Comment lutter contre la radicalisation ou la théorie du complot à l’école ? Récemment, dans une tribune publiée dans Libération, des intellectuels critiquaient l’injonction de l’Education nationale à «penser droit». D’autres experts rappellent ici la nécessaire lutte contre ce phénomène.
Il ne s’agit pas de se faire ici les avocats d’une politique. Plutôt de dire notre surprise de voir certaines personnes pour lesquelles la lutte contre le complotisme est, selon leurs propres termes, la «nouvelle marotte du moment», se mettre à donner des leçons à ceux qui entendent mener ce combat.
Nous sommes un certain nombre à dresser le constat que le conspirationnisme est un phénomène qui traverse toute notre société et n’épargne pas l’Ecole. Depuis des années maintenant, les commentaires et discours à teneur conspirationniste se retrouvent dans les bouches et les copies d’élèves. Mesurant ce que cet état de fait pouvait avoir de préoccupant, nous n’avons pas attendu le récent plan gouvernemental pour nous retrousser les manches et agir.

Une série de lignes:
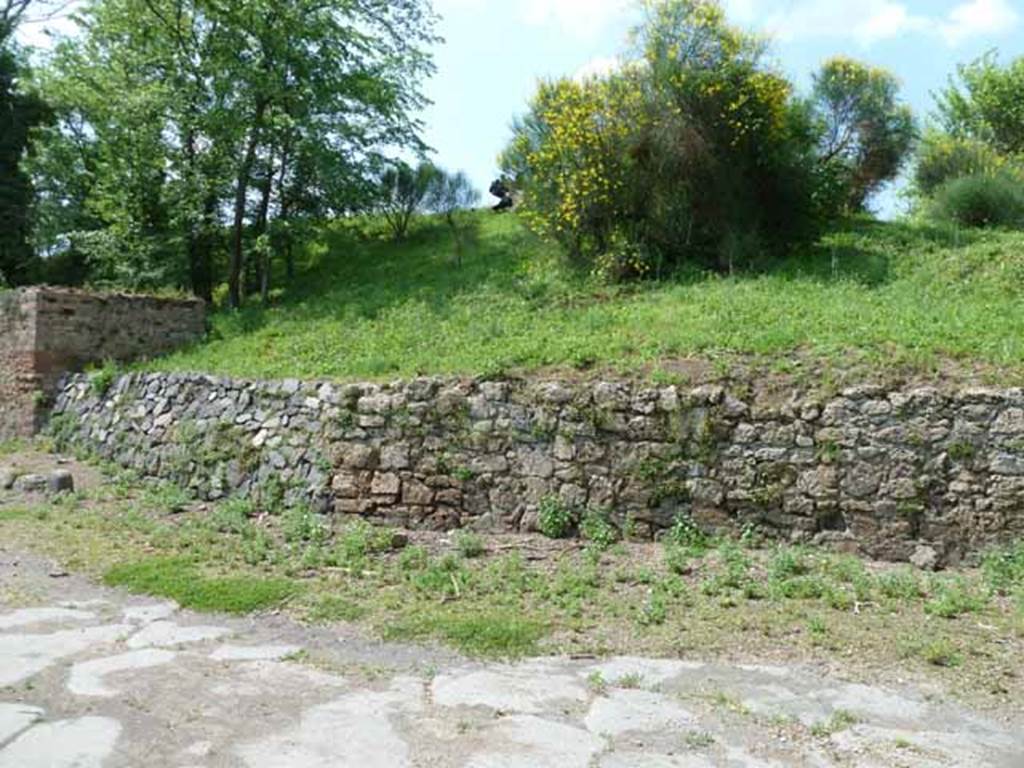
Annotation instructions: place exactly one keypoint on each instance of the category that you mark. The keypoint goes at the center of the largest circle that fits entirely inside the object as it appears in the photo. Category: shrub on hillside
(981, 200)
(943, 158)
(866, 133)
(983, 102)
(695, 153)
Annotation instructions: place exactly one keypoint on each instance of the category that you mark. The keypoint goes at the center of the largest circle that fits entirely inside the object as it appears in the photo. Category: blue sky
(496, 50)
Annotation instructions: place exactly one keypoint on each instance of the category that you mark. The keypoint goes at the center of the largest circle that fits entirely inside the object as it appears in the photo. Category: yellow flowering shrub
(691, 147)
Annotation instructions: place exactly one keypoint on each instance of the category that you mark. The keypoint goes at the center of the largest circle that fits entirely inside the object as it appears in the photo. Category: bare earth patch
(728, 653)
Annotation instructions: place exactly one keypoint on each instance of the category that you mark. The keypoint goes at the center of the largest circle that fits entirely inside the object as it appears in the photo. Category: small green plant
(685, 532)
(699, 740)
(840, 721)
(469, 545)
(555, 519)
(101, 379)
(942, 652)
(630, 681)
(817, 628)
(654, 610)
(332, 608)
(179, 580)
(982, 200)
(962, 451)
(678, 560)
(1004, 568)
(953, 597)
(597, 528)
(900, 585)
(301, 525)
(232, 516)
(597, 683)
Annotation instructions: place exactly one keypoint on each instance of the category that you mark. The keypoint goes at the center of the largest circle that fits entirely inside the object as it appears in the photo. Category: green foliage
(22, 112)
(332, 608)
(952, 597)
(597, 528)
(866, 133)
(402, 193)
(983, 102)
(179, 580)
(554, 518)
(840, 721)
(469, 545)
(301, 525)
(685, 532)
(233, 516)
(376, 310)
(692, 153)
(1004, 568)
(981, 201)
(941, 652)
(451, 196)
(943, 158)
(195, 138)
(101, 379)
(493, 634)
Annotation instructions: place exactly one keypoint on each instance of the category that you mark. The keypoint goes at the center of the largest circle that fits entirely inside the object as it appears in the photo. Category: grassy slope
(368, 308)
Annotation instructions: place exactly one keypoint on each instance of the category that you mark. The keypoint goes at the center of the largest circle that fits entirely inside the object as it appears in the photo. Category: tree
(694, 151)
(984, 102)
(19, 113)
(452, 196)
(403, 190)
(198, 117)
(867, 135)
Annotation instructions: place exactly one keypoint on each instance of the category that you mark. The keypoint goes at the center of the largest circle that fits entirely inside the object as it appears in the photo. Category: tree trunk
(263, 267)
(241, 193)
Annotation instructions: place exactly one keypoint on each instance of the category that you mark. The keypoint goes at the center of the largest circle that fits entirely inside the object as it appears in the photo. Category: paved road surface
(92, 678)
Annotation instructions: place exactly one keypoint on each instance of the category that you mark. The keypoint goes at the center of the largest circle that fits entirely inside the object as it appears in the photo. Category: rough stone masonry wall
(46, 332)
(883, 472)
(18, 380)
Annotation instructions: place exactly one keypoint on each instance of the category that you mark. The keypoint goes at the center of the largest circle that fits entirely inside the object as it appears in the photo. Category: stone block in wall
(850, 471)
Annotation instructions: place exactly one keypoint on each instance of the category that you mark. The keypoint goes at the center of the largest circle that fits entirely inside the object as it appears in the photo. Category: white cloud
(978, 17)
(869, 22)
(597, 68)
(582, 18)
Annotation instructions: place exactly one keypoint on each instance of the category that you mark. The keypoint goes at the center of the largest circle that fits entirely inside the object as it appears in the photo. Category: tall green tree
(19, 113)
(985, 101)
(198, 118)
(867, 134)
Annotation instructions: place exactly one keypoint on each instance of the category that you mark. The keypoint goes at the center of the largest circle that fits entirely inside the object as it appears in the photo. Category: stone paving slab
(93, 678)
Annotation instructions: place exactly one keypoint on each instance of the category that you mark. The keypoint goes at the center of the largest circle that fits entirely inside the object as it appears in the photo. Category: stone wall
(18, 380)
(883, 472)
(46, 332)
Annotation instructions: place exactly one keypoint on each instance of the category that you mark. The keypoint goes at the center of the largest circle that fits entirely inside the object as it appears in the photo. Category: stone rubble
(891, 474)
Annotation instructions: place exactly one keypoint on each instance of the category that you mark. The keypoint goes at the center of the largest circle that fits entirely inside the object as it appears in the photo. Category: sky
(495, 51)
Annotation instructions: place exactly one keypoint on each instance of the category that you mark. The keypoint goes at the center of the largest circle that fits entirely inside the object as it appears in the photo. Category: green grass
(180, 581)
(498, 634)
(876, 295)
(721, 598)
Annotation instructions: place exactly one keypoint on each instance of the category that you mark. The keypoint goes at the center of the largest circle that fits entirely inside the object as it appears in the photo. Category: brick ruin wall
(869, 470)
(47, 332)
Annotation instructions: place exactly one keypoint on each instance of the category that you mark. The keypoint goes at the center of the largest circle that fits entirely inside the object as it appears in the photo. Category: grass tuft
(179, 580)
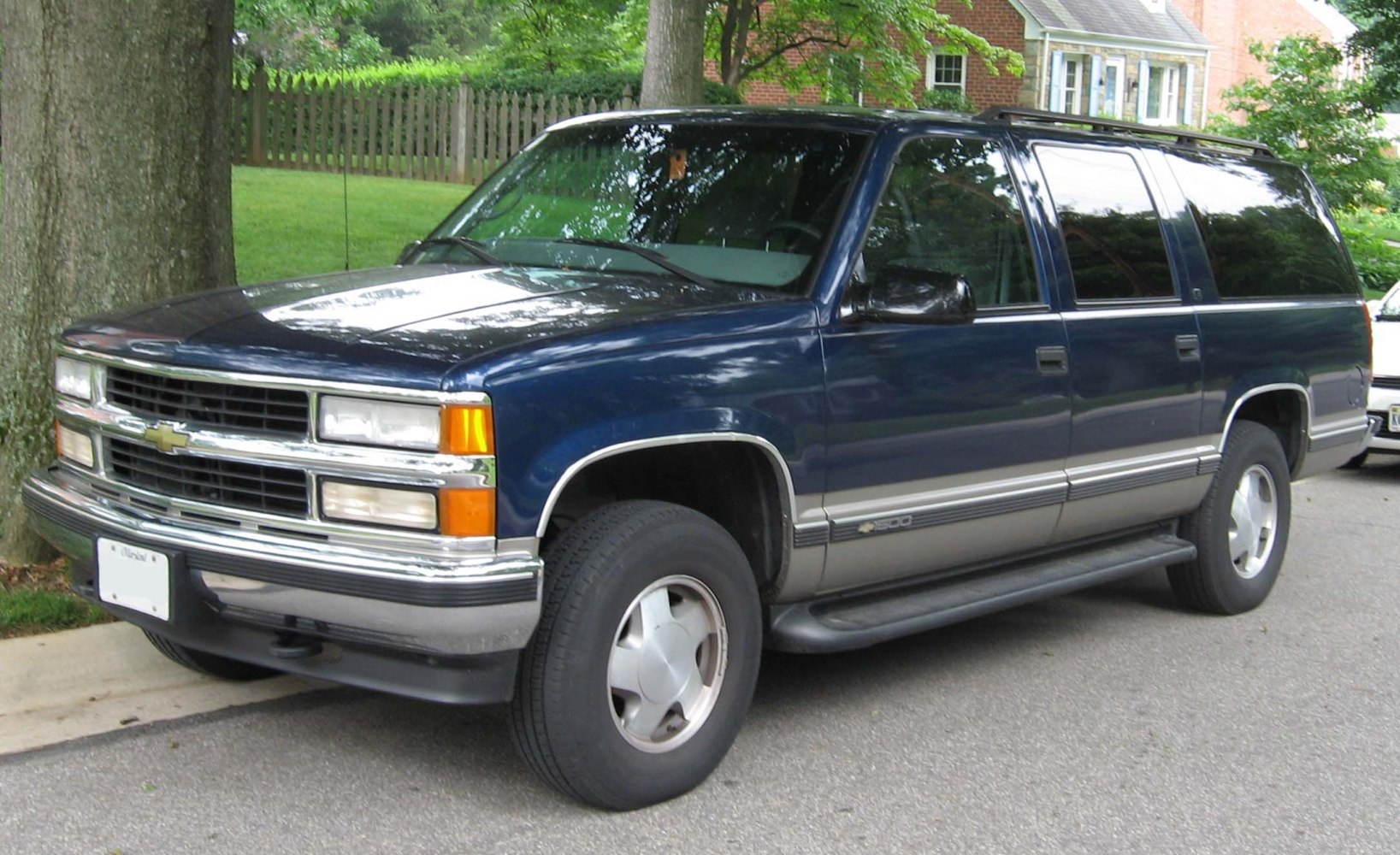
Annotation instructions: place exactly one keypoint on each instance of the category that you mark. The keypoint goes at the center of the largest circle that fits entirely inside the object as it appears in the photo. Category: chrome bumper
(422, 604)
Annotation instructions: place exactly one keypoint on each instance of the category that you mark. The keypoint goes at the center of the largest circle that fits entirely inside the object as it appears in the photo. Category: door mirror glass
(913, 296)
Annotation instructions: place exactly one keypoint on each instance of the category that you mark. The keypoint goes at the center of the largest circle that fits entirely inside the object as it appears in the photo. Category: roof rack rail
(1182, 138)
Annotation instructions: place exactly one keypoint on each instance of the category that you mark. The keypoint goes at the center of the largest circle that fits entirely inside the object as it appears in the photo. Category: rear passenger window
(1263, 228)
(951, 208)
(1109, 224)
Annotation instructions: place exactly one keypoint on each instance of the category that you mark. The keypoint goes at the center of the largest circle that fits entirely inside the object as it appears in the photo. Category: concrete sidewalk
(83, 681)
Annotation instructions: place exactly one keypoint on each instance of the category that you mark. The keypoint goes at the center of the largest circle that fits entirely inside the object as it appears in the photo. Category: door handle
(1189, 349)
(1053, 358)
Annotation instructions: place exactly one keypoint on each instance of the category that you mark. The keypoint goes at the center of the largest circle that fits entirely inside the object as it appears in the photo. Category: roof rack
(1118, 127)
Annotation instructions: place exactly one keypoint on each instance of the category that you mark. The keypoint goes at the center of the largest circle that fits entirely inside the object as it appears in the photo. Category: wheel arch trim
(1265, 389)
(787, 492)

--

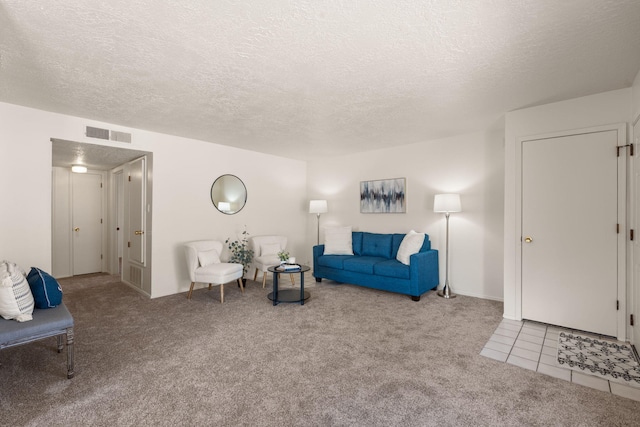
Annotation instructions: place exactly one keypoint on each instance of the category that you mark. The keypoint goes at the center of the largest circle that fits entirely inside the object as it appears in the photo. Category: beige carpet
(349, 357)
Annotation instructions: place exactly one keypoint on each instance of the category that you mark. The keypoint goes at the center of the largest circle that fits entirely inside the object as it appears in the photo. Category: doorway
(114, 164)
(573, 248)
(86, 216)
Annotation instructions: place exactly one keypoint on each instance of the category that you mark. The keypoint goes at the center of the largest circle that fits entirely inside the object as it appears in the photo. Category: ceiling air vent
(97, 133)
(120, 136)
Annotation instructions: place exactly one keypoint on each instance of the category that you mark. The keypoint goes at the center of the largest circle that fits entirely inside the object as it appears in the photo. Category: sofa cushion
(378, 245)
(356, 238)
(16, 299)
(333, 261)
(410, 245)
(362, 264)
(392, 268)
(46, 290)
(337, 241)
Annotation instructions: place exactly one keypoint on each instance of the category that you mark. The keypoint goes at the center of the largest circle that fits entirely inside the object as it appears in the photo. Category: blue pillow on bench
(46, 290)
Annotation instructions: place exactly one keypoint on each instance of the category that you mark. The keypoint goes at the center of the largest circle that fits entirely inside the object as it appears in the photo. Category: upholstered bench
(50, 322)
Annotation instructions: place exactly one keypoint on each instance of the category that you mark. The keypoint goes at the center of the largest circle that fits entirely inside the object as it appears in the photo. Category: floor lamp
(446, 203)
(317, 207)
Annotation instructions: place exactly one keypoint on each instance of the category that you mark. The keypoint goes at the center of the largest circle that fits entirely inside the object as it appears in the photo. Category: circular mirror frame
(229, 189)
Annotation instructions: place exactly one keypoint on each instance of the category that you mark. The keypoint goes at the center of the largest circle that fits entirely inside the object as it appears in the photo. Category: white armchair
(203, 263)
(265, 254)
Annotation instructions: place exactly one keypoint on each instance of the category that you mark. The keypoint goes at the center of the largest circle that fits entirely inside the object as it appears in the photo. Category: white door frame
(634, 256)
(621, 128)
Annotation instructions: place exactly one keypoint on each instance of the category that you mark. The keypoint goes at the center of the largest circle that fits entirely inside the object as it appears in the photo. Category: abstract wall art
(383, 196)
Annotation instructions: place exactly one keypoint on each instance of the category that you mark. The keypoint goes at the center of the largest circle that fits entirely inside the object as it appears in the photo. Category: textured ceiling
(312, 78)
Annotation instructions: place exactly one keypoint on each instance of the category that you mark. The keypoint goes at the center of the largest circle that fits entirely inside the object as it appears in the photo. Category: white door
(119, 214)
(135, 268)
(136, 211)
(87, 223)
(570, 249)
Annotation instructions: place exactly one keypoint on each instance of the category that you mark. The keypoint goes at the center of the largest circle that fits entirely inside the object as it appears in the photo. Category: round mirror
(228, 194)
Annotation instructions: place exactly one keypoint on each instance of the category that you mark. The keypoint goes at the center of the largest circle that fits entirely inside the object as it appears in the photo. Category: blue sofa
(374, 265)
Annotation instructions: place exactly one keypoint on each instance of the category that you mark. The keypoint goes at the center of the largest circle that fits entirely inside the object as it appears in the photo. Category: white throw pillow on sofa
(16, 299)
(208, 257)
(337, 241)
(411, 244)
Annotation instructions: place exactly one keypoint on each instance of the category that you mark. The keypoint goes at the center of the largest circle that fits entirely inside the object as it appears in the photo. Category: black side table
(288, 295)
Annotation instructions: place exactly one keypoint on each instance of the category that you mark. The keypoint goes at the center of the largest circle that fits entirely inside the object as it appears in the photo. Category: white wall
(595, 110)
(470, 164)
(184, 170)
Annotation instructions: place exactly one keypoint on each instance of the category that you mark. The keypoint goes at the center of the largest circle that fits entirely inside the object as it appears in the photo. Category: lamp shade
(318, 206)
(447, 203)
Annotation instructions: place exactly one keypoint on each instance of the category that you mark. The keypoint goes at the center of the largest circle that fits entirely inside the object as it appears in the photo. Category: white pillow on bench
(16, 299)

**EXERCICES:**
1) Répondez aux questions suivantes à partir du texte sur le complotisme à l'école :
(a) Dans quel journal la tribune des intellectuels a-t-elle été publiée ?
(b) Par quelle expression certaines personnes qualifient-elles, selon leurs propres termes, la lutte contre le complotisme ?
(c) Où se retrouvent, depuis des années, les commentaires et discours à teneur conspirationniste ?
2) Sélectionnez et recopiez chaque ligne qui contient la chaîne «rack». La casse compte.
Les lignes n'ont aucun lien avec le texte sur le complotisme à l'école.

**CORRIGÉS DES EXERCICES:**
1)
(a) Dans Libération.
(b) La «nouvelle marotte du moment».
(c) Dans les bouches et les copies d'élèves.

2)
Annotation instructions: place exactly one keypoint on each instance of the category that you mark. The keypoint goes at the center of the largest circle that fits entirely inside the object as it appears in the photo. Category: roof rack rail
Annotation instructions: place exactly one keypoint on each instance of the category that you mark. The keypoint goes at the center of the largest circle that fits entirely inside the object as it appears in the photo. Category: roof rack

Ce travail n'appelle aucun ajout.